Belge Alıntısı:
────────

Prof.Dr. Alaeddin Yalçıkaya
Ukrayna-Rusya Savaşı’ndaki İngiltere-Almanya Kapışması
Putin, bir yıl önce Avrasyacı söylemlerle Ukrayna’ya saldırırken birkaç günde Kiev’deki Atlantikçi Zelensky’yi devirerek istediği yönetimi kuracağından emindi. İki tarafın askeri kapasitesi karşılaştırıldığında Rusların kısa zamanda bunu başaracağına inananlar hiç de az değildi. Ancak söz konusu Ukrayna olunca birçok değişkeni hesaba katmak gerek.
Rusya, Kırım’ı 2014’de ilhak etmiş, Dombas’ta kontrol bölgeleri kurmuştu. 2021 sonlarına doğru ise Ukrayna sınırına yığınak yapmıştı. İngiltere ve ABD’nin kararlı kışkırtmalarıyla Zelensky’nin NATO üyeliğine göz kırpması, sadece Ukrayna için değil Rusya için de tuzaktı. Nihayet ülkenin bağımsızlığı ile NATO üyeliği hakkı özdeşleştirilmişti. Diğer taraftan Putin Rusyasının temel stratejileri sarsılırken, yığınak yapmış olan Rus güçlerinin saldırması da zorunlu hale getirilmişti.

────────

Veri Kümesi Satırları
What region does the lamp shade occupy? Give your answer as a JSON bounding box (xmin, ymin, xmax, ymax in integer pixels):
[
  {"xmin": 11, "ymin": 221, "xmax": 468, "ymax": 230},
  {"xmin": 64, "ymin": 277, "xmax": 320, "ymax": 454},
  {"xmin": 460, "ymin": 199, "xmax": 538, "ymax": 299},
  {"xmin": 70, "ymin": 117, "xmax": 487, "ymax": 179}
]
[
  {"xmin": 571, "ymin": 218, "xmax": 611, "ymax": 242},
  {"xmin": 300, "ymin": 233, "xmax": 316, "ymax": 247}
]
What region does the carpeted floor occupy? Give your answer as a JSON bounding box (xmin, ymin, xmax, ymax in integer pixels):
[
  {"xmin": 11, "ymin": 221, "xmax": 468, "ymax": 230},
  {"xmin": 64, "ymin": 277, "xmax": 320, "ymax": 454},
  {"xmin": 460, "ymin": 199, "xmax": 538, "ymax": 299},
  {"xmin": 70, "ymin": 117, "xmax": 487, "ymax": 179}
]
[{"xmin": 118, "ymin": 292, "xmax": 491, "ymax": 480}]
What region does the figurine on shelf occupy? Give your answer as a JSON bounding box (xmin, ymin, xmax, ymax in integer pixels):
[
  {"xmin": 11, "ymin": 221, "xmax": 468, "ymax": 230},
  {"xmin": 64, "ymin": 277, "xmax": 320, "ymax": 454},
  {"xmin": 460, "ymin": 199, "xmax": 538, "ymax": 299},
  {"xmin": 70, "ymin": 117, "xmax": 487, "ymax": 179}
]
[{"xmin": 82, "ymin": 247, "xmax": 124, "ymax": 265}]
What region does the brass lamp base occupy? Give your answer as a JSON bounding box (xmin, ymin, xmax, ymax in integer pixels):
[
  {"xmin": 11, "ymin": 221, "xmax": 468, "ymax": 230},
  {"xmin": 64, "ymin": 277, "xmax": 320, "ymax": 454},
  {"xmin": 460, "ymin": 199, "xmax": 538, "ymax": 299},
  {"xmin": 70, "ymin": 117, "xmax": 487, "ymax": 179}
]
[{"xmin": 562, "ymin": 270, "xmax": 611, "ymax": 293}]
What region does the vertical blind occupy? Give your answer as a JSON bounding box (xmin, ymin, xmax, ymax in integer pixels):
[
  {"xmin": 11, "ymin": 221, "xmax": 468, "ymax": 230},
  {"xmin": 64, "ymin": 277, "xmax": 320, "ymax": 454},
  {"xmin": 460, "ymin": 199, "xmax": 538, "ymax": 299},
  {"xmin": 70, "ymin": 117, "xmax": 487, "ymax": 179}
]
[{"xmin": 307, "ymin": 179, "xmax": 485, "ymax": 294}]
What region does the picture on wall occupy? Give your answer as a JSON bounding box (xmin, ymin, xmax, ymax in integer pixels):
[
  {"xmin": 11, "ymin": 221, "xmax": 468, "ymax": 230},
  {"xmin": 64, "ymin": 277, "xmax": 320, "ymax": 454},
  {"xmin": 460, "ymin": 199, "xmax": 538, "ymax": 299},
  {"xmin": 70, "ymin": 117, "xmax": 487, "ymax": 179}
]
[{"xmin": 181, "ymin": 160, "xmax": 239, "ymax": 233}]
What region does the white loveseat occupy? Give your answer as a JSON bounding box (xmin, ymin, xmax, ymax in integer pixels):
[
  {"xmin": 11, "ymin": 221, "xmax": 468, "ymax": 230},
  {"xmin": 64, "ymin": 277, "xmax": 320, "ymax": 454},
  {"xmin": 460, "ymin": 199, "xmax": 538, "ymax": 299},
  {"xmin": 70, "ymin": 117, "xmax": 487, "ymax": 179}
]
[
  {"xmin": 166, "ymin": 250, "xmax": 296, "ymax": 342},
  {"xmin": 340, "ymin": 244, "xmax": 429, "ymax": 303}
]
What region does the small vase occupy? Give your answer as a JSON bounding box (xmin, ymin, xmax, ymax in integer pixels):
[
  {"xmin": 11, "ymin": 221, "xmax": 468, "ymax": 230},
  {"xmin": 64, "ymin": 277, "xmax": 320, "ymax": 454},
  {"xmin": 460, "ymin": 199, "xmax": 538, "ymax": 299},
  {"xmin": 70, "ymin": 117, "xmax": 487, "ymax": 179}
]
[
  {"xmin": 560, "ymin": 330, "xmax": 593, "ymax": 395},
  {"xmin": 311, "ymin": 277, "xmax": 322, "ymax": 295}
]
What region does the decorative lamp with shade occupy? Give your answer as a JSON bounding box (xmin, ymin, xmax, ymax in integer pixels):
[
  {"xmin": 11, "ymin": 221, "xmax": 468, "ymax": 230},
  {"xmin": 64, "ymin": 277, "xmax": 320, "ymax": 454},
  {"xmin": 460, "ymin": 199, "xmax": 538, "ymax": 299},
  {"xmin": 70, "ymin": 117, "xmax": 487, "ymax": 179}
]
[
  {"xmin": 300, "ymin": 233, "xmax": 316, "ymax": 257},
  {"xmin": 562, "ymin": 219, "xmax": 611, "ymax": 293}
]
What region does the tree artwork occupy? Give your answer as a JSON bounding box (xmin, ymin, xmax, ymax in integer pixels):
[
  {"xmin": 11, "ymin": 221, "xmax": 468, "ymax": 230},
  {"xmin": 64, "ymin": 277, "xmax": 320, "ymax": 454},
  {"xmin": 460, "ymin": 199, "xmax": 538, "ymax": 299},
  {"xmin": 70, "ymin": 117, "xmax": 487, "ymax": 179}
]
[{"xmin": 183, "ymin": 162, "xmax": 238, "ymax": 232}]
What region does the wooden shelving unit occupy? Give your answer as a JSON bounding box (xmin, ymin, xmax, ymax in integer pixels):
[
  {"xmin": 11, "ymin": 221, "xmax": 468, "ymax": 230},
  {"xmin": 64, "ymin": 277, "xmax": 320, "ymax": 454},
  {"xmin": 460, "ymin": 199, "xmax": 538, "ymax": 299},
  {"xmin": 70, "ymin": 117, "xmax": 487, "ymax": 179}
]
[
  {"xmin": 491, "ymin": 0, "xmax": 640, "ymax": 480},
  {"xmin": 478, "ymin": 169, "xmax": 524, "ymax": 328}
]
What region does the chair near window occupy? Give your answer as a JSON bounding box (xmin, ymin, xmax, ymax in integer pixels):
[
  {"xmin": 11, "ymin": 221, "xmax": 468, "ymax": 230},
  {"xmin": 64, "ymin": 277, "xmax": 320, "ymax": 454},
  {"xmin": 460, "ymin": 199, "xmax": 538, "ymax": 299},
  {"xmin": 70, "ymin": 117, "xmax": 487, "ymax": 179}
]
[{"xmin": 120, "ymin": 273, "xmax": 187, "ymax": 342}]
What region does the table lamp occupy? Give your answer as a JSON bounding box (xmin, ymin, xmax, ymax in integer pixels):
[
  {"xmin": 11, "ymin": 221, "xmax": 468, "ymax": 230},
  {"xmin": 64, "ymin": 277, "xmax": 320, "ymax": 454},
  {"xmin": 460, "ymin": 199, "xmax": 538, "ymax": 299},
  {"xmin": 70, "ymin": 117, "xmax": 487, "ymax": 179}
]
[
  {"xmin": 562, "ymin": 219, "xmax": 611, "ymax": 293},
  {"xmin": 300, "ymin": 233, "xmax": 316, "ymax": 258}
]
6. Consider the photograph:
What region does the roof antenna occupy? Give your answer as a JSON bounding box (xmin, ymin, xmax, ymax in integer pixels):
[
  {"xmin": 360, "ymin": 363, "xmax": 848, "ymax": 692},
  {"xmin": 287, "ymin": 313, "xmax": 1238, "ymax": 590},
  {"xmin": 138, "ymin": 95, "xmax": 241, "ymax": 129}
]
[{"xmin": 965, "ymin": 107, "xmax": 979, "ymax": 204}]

────────

Görev 1:
Belge alıntısında, başlık dahil, adı geçen bütün ülkeleri sıralayın.
Görev 2:
Belge alıntısında "Rusya, Kırım’ı 2014’de ilhak etmiş" diye başlayan paragrafı, ana bilgilerini koruyarak kısa bir madde listesine dönüştürün.
Görev 3:
Belge alıntısına göre Rusya Kırım'ı hangi yıl ilhak etmiştir?

Örnek Cevap 1:
Ukrayna, Rusya, İngiltere, Almanya, ABD

Örnek Cevap 2:
- Rusya 2014'te Kırım'ı ilhak etti ve Dombas'ta kontrol bölgeleri kurdu.
- 2021 sonlarına doğru Ukrayna sınırına yığınak yaptı.
- Zelensky'nin İngiltere ve ABD'nin kışkırtmasıyla NATO üyeliğine göz kırpması hem Ukrayna hem de Rusya için tuzaktı.
- Ukrayna'nın bağımsızlığı ile NATO üyeliği hakkı özdeşleştirilmişti.
- Putin Rusyası'nın temel stratejileri sarsılırken yığınak yapmış Rus güçlerinin saldırması zorunlu hale getirilmişti.

Örnek Cevap 3:
2014